### The problem
Collect every line of the records that contains the string "tree", matching case exactly.
[begin Source data]
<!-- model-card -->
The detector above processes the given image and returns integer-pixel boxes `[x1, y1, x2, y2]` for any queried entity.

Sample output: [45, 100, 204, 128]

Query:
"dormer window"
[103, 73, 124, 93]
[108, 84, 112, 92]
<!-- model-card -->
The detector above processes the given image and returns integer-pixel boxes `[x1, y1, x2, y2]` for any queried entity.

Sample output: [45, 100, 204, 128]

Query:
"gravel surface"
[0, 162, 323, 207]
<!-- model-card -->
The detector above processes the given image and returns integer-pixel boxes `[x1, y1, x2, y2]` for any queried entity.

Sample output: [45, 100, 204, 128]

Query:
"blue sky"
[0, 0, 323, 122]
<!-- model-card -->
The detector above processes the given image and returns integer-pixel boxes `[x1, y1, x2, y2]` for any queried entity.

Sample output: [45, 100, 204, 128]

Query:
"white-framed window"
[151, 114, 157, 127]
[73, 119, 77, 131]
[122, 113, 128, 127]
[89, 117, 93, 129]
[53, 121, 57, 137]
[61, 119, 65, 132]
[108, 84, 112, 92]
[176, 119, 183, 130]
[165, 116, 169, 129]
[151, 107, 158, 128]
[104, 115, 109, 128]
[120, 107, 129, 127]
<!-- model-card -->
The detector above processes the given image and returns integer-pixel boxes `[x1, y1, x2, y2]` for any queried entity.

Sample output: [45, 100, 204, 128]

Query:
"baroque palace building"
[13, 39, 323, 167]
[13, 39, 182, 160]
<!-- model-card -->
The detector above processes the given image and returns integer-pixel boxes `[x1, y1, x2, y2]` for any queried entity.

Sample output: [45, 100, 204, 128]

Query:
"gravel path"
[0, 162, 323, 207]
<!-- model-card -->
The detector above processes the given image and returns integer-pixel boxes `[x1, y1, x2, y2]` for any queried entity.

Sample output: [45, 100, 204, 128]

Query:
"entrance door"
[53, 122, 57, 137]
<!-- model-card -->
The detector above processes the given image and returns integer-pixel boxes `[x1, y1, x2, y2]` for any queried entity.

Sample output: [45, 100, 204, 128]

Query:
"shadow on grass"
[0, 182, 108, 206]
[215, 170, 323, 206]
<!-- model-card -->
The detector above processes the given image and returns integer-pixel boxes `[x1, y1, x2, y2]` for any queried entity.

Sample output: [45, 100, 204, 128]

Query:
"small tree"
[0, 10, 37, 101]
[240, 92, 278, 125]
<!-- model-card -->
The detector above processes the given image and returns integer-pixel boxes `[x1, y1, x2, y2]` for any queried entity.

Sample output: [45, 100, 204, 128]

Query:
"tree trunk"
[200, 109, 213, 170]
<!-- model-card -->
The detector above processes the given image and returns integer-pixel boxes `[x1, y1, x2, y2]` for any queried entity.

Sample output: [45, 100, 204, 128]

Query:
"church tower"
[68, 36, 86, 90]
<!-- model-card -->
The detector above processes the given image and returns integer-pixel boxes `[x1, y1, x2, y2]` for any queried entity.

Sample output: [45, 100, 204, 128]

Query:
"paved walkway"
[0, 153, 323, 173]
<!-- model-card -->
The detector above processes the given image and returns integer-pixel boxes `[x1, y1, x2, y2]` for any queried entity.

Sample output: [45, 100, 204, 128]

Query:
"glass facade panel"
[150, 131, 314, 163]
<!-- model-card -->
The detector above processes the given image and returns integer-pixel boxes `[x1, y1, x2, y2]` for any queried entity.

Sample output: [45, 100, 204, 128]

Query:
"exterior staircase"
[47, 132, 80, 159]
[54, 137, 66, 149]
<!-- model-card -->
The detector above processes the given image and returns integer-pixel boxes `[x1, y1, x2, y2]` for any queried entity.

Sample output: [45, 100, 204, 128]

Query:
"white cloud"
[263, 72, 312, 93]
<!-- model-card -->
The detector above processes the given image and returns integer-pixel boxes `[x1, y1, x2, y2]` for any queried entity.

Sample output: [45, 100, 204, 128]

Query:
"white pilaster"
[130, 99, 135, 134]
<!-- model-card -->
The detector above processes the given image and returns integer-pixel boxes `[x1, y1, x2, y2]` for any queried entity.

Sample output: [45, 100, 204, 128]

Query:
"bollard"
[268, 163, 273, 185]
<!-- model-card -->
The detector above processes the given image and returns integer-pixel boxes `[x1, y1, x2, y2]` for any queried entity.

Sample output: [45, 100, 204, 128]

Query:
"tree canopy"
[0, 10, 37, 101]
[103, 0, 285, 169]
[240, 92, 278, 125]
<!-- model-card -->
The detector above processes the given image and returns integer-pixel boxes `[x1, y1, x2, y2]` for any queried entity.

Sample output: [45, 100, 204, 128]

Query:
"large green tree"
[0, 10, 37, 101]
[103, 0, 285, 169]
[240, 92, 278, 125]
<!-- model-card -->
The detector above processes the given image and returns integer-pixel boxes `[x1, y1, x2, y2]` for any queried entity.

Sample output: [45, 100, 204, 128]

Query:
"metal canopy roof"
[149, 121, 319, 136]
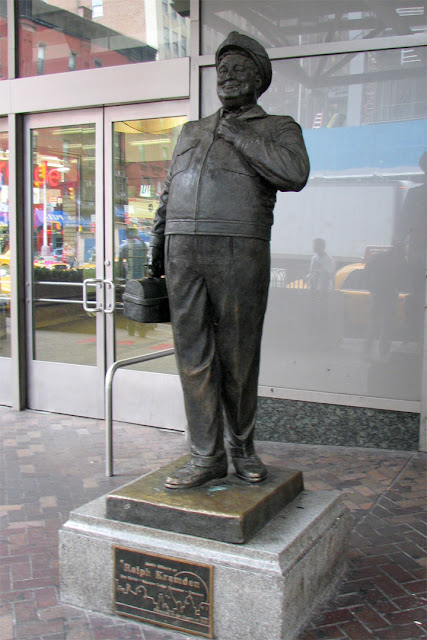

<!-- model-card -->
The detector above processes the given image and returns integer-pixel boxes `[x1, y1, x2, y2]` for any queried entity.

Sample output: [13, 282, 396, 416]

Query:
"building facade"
[end Source data]
### Task result
"small tree"
"tree trunk"
"tree canopy"
"large green tree"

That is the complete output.